**INPUT RECORDS**
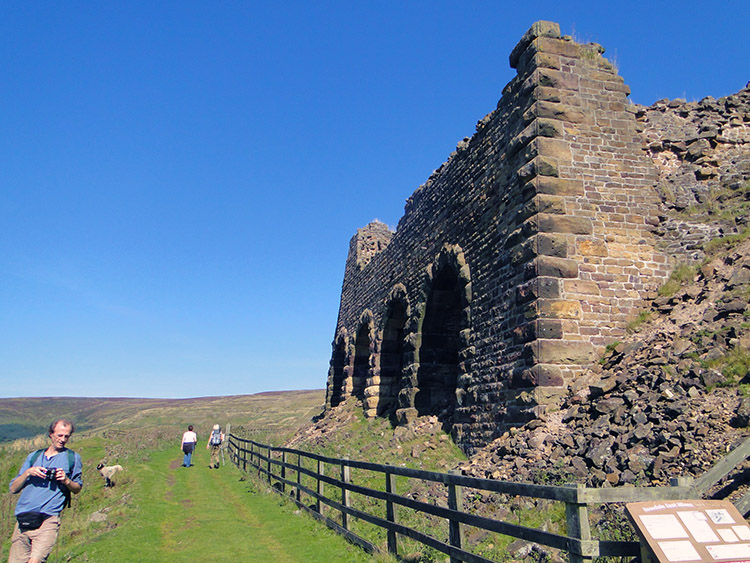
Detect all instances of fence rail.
[229,434,750,563]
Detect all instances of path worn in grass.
[72,448,373,563]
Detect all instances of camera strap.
[29,448,76,508]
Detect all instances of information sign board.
[625,499,750,563]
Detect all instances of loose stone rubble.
[462,238,750,486]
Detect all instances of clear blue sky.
[0,0,750,397]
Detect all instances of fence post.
[565,483,593,563]
[296,452,302,502]
[279,451,288,494]
[341,457,351,530]
[448,470,464,563]
[266,444,273,484]
[385,471,398,557]
[315,460,325,514]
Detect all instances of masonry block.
[325,22,668,452]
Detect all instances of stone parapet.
[327,22,668,451]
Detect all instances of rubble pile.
[462,241,750,486]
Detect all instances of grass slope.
[5,447,371,563]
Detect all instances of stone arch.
[411,245,471,426]
[351,309,375,400]
[327,328,348,407]
[378,284,411,415]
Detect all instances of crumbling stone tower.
[326,22,668,451]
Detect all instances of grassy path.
[63,448,373,563]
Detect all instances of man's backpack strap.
[60,449,76,508]
[29,448,76,508]
[29,448,44,467]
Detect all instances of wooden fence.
[229,435,750,563]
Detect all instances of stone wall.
[327,22,669,451]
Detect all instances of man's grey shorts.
[8,516,60,563]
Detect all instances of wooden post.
[266,444,273,484]
[251,442,255,472]
[279,451,288,494]
[385,471,398,558]
[448,470,464,563]
[341,457,351,530]
[315,460,325,514]
[565,483,593,563]
[296,453,302,502]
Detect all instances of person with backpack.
[206,424,224,469]
[180,424,198,467]
[8,419,83,563]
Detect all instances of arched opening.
[378,300,406,414]
[330,339,346,407]
[414,266,463,416]
[352,325,370,399]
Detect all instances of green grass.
[36,447,373,563]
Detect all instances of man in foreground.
[8,419,83,563]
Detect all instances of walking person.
[180,424,198,467]
[206,424,224,469]
[8,419,83,563]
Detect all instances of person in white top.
[180,424,198,467]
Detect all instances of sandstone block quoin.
[326,22,672,452]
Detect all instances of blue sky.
[0,0,750,397]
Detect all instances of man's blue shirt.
[11,448,83,516]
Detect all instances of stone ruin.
[326,21,750,452]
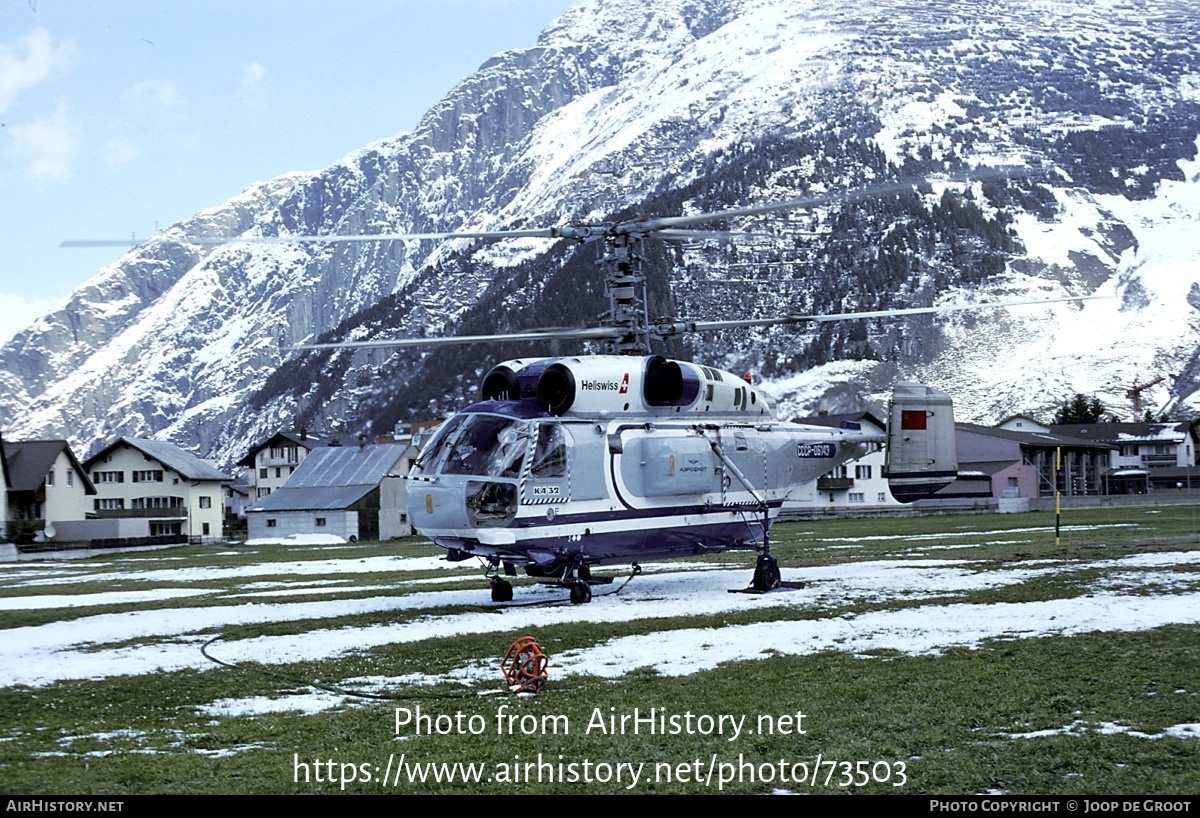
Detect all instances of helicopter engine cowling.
[479,357,546,401]
[530,355,701,415]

**WRITTEN EXERCISE**
Transcribe all of the entries above verbatim, omitting the pictures.

**ANSWER TO THIS EXERCISE**
Detect all instances of fence rail.
[229,434,750,563]
Detect all instances of path worn in grass.
[72,448,373,563]
Detect all instances of camera strap.
[29,448,76,508]
Detect all instances of information sign board.
[625,499,750,563]
Detect all instances of loose stone rubble.
[462,238,750,486]
Detect all instances of clear blue sky.
[0,0,750,397]
Detect all instances of fence post.
[565,483,593,563]
[296,452,302,502]
[279,451,288,494]
[341,457,351,530]
[448,470,464,563]
[266,444,273,484]
[385,471,398,557]
[315,460,325,514]
Detect all instances of masonry block.
[325,22,668,452]
Detect all instances of stone parapet.
[327,22,668,451]
Detect all instances of rubble pile.
[462,241,750,486]
Detect all instances of grass slope.
[5,447,371,563]
Detect all instances of stone arch.
[411,245,471,426]
[351,309,375,400]
[327,328,348,407]
[378,284,411,415]
Detect all instances of crumbling stone tower.
[326,22,668,451]
Detect all instances of grassy path.
[63,448,373,563]
Detect all instances of man's backpack strap.
[60,449,76,508]
[29,448,76,508]
[29,448,44,467]
Detect all instances of wooden fence.
[229,435,750,563]
Detect all instances of stone wall.
[327,22,669,451]
Detect all instances of man's grey shorts.
[8,516,60,563]
Detect all instances of wooden post.
[266,444,273,484]
[251,442,255,472]
[279,451,288,494]
[385,471,398,558]
[448,470,464,563]
[341,457,351,530]
[315,460,325,514]
[565,483,593,563]
[296,453,302,502]
Detect all instances of person with backpack.
[206,424,224,469]
[180,424,198,467]
[8,419,83,563]
Detect all instances of arched opening.
[378,300,406,414]
[330,339,346,407]
[414,266,463,416]
[352,325,370,399]
Detect all instances of green grass.
[36,447,373,563]
Detect all instances of man in foreground.
[8,419,83,563]
Detect all instances of walking person.
[180,424,198,467]
[206,424,224,469]
[8,419,83,563]
Detect all instances of person in white top.
[180,424,198,467]
Detect all instances of sandstone block quoin.
[326,22,672,452]
Detect all instances of blue sky.
[0,0,750,397]
Detect all instances of man's blue shirt.
[11,448,83,516]
Detect all instances of stone ruin.
[326,21,750,452]
Detect all instances of helicopter engine cowling.
[479,357,546,401]
[530,355,701,415]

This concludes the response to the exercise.